**Your instructions**. Quote every line below exactly as it reads.

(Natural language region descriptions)
--------------------
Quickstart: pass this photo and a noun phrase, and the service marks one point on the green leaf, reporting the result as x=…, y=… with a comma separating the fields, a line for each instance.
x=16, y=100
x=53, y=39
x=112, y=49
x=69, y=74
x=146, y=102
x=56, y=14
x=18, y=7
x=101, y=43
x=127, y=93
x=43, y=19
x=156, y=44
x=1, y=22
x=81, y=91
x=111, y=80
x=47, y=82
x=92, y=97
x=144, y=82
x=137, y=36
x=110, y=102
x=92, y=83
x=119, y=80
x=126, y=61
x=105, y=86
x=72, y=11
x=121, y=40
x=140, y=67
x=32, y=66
--------------------
**Result of the task**.
Quickstart: pass this photo and a noun phrase, and the service marks one point on the green leaf, reporting the result as x=…, y=… with a comma separating the fields, a line for each instance.
x=16, y=100
x=53, y=39
x=112, y=49
x=69, y=74
x=146, y=102
x=56, y=14
x=18, y=7
x=101, y=43
x=127, y=93
x=43, y=19
x=156, y=44
x=1, y=22
x=81, y=91
x=111, y=80
x=47, y=82
x=92, y=97
x=144, y=82
x=137, y=36
x=110, y=102
x=92, y=83
x=119, y=80
x=126, y=61
x=105, y=86
x=72, y=11
x=121, y=40
x=140, y=67
x=32, y=66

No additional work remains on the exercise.